**PROVIDED INFORMATION:**
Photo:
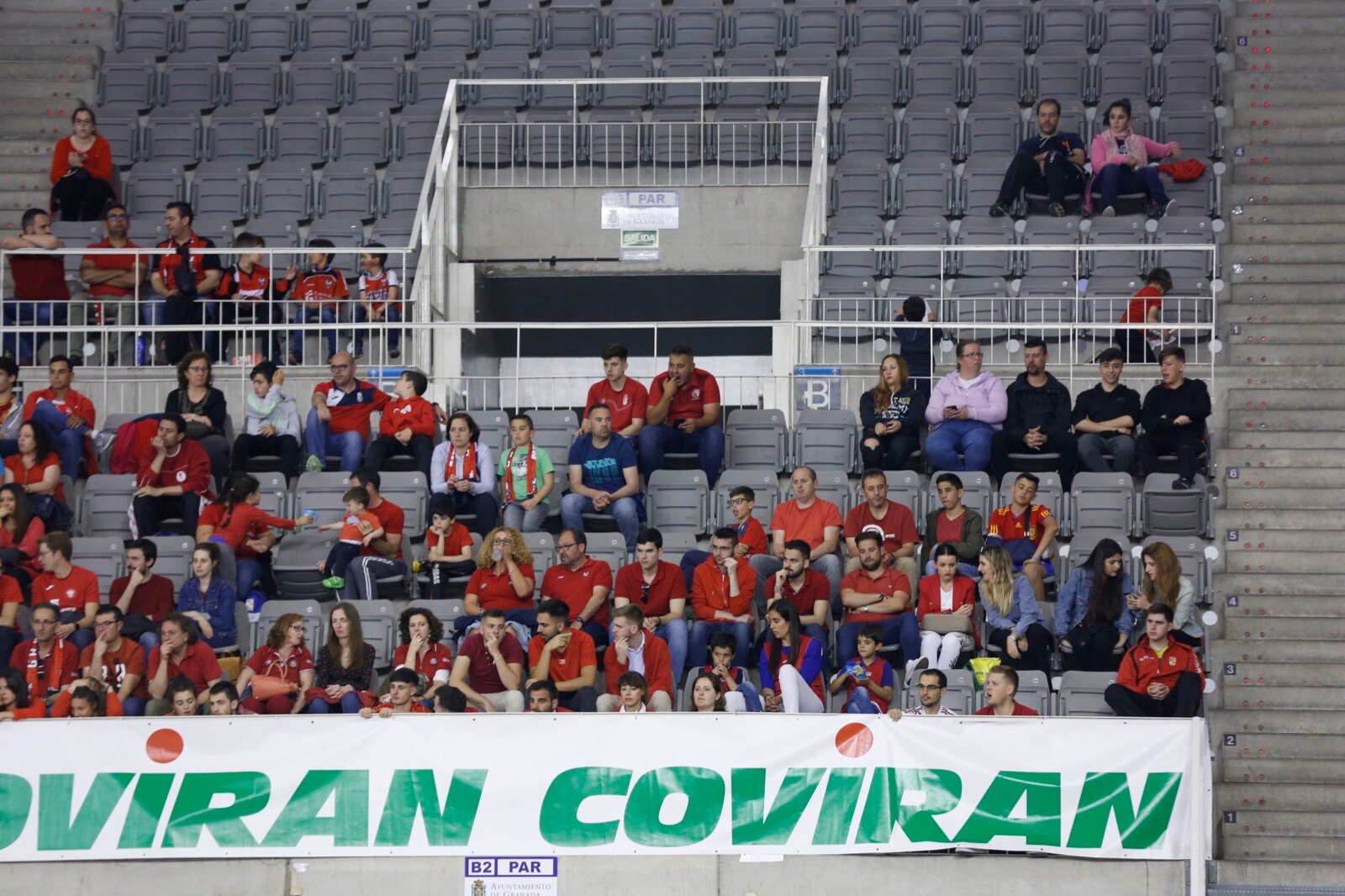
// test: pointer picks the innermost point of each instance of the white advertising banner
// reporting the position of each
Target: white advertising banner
(600, 786)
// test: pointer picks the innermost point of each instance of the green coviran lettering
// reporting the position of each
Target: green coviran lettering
(1040, 825)
(1106, 794)
(704, 790)
(347, 826)
(752, 824)
(55, 795)
(192, 810)
(414, 790)
(558, 822)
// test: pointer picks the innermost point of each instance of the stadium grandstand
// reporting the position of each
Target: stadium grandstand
(814, 365)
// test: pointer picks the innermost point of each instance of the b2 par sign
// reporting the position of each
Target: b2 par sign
(603, 784)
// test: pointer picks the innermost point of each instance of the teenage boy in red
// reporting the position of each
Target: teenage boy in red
(1160, 676)
(408, 425)
(320, 289)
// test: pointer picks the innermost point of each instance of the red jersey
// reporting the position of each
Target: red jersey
(323, 286)
(576, 587)
(630, 403)
(689, 403)
(112, 262)
(412, 414)
(351, 409)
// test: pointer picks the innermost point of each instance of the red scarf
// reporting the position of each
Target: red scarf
(531, 474)
(470, 470)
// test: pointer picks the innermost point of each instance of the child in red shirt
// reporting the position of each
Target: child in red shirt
(351, 540)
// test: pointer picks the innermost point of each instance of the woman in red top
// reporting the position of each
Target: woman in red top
(81, 171)
(1147, 307)
(286, 656)
(423, 650)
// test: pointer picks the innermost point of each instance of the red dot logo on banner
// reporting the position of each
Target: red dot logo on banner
(854, 741)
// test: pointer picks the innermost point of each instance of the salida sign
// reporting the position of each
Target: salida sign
(266, 788)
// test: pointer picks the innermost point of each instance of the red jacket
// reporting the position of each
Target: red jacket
(1141, 667)
(658, 667)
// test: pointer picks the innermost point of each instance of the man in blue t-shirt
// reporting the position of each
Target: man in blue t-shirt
(1051, 163)
(603, 478)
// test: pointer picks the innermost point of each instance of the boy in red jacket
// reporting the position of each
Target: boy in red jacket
(1160, 676)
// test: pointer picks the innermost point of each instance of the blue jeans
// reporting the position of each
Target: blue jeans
(311, 315)
(968, 437)
(625, 509)
(320, 443)
(42, 314)
(708, 444)
(69, 439)
(703, 631)
(896, 629)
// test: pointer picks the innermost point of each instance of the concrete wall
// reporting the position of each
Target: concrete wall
(720, 229)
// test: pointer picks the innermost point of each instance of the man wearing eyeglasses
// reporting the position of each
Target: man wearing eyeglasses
(338, 423)
(112, 277)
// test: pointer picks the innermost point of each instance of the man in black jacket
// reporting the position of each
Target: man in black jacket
(1106, 419)
(1174, 417)
(1039, 417)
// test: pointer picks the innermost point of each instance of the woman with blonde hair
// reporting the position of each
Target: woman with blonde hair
(892, 414)
(1012, 614)
(1163, 584)
(504, 580)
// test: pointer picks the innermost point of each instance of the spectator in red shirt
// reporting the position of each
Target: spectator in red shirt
(71, 588)
(174, 478)
(488, 669)
(40, 296)
(564, 656)
(407, 427)
(1001, 690)
(338, 423)
(683, 414)
(112, 277)
(320, 293)
(627, 398)
(1160, 676)
(582, 582)
(67, 416)
(49, 662)
(659, 589)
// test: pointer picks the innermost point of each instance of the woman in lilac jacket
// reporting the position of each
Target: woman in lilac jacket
(963, 412)
(1121, 165)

**EXERCISE PROMPT:** Skip the images and write out the rest of the listing exactly.

**REPLY:**
Photo:
// test: pointer picks the innermost point of each instance of the white advertising banner
// reporting the position of each
Target: white advertising banner
(600, 786)
// test: pointer picks the innermost point of each instance of the green coviran lettering
// reporting the position of each
Target: green coviran lettering
(1040, 825)
(1106, 794)
(704, 790)
(347, 826)
(752, 824)
(55, 795)
(192, 810)
(414, 790)
(558, 822)
// test: pointer picks the innermost point of each instance of the stadium grandstand
// reporting the position of each
Target: stadium grandstand
(814, 365)
// test: pointer picks the innermost point of each instance of the b2 par sign
// reporting the position of each
Target: b2 par sign
(603, 784)
// test: pointer picks the innermost point of each instance of the teenage boy in red
// reporting the position of each
Target: teenage boy in red
(1160, 676)
(408, 425)
(320, 289)
// test: pointer picks the innermost point of each instance of the red jersey
// reporting the position of each
Target: red jersey
(323, 286)
(576, 587)
(630, 403)
(689, 403)
(112, 262)
(412, 414)
(351, 409)
// test: pointer picks the innermost point of each instance of the red scarf
// reporting the position of each
Target: red scarf
(531, 474)
(470, 470)
// test: pointer picks the innermost point of each instance of the child in red shirt
// reporting the position of each
Target: child in red shirt
(351, 540)
// test: pointer picks the innermost point of each instance of the woman in red top
// reporting the position of each
Target: woman in red top
(81, 171)
(1147, 307)
(286, 656)
(423, 650)
// test: pointer picks the innermost point of each instance of the red dot logo on banner
// reporting the position of each
Target: red dot logo on banner
(854, 741)
// test: pointer picks the innermost point of each instance of the salida sign
// reporting the position of each
Target: salida sign
(266, 788)
// test: pointer picks the innermost point of each instance of the red jacket
// reporting the position of each
Target: red jacket
(1141, 667)
(658, 667)
// test: pointer picks the innermost point of each instance of the man in blue t-shirt
// reporting the position of each
Target: man in blue t-shirt
(1051, 163)
(603, 478)
// test: pointer picks the innermost point of each instance of the boy in red jacket
// reporting the position of each
Target: boy in red jacket
(1160, 676)
// test: pointer picks the innermost point of each instance of the blue jeans
// reporting the position of each
Target: blue jeans
(311, 315)
(968, 437)
(625, 509)
(320, 443)
(42, 314)
(708, 444)
(69, 439)
(703, 631)
(896, 629)
// test: pointer picks the innermost point of each instance of the concrete wall
// reporting the position of each
Target: concrete wall
(720, 229)
// test: pointer picks the innermost point of each instance of the man wearing eyeglasses
// reporting the position of each
Target: man wearing eyeglasses
(338, 423)
(112, 277)
// test: pointer picks the innermost point of each instance of the man in black jacket
// reporting the position of each
Target: man in black jacket
(1106, 419)
(1174, 417)
(1039, 417)
// test: pointer picks the innermost point of each instance of the woman with blonde hair
// reporting the position of each
Target: woman with blonde hair
(892, 414)
(1012, 614)
(1163, 584)
(504, 580)
// test: pointer picks the innermost point of each instance of the spectator in red shirt
// reporting the position of each
Target: spectator in red shirt
(71, 588)
(174, 478)
(488, 669)
(40, 296)
(564, 656)
(407, 427)
(1001, 690)
(338, 423)
(683, 414)
(112, 277)
(320, 293)
(627, 398)
(1160, 676)
(582, 582)
(67, 416)
(49, 662)
(659, 589)
// test: pointer picks the innermost point of each instance of the woman in lilac jacket
// reporting the position of each
Target: woman in lilac jacket
(963, 412)
(1121, 165)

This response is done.